PAGE EXTRACT:
The magnetorheological fluid soft joints 220 (also referred to herein as “magnetorheological fluidic joints,” “magnetorheological joints,” or simply “joints”) may be disposed in series along the length of the soft robotic tool 200 and interspersed among the rigid links 210. As shown, each magnetorheological fluid soft joint 220 may be disposed between and connected to a consecutive pair of the rigid links 210. In some embodiments, as shown, the magnetorheological fluid soft joints 220 may include a first magnetorheological fluid soft joint 220a, a second magnetorheological fluid soft joint 220b, a third magnetorheological fluid soft joint 220c, a fourth magnetorheological fluid soft joint 220d, and a fifth magnetorheological fluid soft joint 220e. The first magnetorheological fluid soft joint 220a may be connected to a distal end of the first rigid link 210a and a proximal end of the second rigid link 210b. The second magnetorheological fluid soft joint 220b may be connected to a distal end of the second rigid link 210b and a proximal end of the third rigid link 210c. The third magnetorheological fluid soft joint 220c may be connected to a distal end of the third rigid link 210c and a proximal end of the fourth rigid link 210d. The fourth magnetorheological fluid soft joint 220d may be connected to a distal end of the fourth rigid link 210d and a proximal end of the fifth rigid link 210e. The fifth magnetorheological fluid soft joint 220e may be connected to a distal end of the fifth rigid link 210e and a proximal end of the sixth rigid link 210f. In other embodiments, any number of the magnetorheological fluid soft joints 220 may be used, such as six or more magnetorheological fluid soft joints 220, depending on the intended use and desired length of the soft robotic tool 200.

As shown, each magnetorheological fluid soft joint 220 may include a capsule 222 containing a magnetorheological fluid 224 therein. Each magnetorheological fluid soft joint 220 also may include an inductive coil (not shown in FIGS. 2A-2C) disposed around the capsule 222. The capsule 222 may be formed as a flexible container that allows the magnetorheological fluid soft joint 220 to bend in a bending plane when the joint 220 is in an unlocked or off state, as described below. In some embodiments, the capsule 222 may be formed of a polymeric material, although other suitable biocompatible materials may be used for the capsule 222. In some embodiments the polymeric material of the capsule 222 may include silicone, although other suitable biocompatible polymeric materials may be used for the capsule 222. The capsules 222 may have various regular or irregular shapes when the capsule 222 is in a natural state (i.e., absent external forces acting on the capsule 222), although the capsule 222 may be elastically deformed to various other shapes during use of the soft robotic tool 200. In some embodiments, the capsules 222 each may have a cylindrical shape with a circular cross-sectional shape, although other suitable shapes may be used for the capsules 222. The capsules 222 each may have a length in the direction of the longitudinal axis of the soft robotic tool 200 and a width (i.e., a diameter when the capsules 222 have a circular cross-sectional shape) in the direction orthogonal to the longitudinal axis of the tool 200. In some embodiments, for each of the capsules 222, the length of the capsule 222 may be greater than the width of the capsule 222. In other embodiments, for each of the capsules 222, the length of the capsule 222 may be less than or equal to the width of the capsule 222. In some embodiments, all of the capsules 222 may have the same shape and dimensions. In other embodiments, one or more of the capsules 222 may have a shape and/or dimension that is different from the shape and/or dimension of one or more of the other capsules 222. In some embodiments, the length of the capsules 222 may be greater than the length of the rigid links 210. In other embodiments, the length of the capsules 222 may be less than or equal to the length of the rigid links 210.

DATA ROWS:

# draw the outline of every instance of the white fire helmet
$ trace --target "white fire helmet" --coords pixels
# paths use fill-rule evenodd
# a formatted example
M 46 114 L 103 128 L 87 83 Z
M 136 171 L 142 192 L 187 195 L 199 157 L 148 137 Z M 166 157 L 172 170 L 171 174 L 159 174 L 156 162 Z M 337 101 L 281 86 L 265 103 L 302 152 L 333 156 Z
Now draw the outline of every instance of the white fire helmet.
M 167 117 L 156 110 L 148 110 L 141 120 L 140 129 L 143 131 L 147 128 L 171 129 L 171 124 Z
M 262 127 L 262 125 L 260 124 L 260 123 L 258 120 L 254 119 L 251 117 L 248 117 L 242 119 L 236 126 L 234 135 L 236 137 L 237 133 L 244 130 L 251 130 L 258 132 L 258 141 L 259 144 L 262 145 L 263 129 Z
==
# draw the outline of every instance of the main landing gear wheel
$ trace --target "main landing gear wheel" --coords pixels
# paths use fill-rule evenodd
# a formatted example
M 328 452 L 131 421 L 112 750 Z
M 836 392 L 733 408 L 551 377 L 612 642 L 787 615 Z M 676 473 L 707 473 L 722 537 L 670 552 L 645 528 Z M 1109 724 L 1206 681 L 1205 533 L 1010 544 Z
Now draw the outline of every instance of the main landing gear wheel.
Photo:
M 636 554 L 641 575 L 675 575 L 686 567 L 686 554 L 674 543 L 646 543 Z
---
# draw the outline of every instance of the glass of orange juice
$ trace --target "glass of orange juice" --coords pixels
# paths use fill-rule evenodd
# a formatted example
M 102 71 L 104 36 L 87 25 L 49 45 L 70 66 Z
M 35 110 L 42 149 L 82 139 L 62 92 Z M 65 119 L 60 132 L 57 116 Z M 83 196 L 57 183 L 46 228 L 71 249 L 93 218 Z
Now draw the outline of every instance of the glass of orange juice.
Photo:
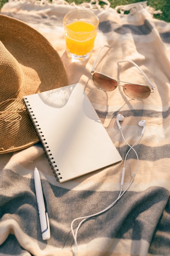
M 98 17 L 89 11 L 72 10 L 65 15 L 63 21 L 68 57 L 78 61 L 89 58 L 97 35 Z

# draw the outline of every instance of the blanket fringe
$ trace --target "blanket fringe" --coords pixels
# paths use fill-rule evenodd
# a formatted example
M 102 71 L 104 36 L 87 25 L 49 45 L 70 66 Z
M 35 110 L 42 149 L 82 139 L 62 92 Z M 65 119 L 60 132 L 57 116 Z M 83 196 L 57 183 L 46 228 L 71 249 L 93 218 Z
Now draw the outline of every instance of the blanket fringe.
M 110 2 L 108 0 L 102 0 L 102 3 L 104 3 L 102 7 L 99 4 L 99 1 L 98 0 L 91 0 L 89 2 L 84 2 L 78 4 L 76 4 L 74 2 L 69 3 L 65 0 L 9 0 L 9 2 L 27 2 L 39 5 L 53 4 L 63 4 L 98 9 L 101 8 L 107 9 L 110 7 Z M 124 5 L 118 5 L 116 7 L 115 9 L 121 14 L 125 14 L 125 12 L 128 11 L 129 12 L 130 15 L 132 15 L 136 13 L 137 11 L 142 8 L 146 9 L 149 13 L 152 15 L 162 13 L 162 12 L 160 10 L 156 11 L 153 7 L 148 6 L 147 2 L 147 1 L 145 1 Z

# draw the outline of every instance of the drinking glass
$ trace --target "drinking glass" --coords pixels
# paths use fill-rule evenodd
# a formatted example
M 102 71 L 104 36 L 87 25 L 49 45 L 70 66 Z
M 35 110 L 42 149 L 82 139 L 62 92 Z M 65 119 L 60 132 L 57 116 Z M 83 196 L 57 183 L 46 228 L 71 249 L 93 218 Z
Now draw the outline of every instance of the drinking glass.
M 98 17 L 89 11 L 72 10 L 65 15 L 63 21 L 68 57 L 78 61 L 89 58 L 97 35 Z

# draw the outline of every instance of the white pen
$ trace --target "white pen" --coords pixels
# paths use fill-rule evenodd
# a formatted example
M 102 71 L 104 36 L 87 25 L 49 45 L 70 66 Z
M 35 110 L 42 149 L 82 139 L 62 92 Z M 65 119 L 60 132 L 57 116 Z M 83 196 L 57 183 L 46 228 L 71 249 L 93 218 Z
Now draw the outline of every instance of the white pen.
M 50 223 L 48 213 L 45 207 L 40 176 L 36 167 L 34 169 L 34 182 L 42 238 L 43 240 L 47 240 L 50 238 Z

DIRECTIVE:
Answer these from the text on magnetorheological fluid joints:
1. Which two rigid links is the third joint 220c connected to?
2. What material may the capsule's polymer include?
3. In some embodiments, what shape does each capsule have?

ANSWER TO THIS TASK:
1. The distal end of the third rigid link 210c and the proximal end of the fourth rigid link 210d.
2. Silicone.
3. A cylindrical shape with a circular cross-section.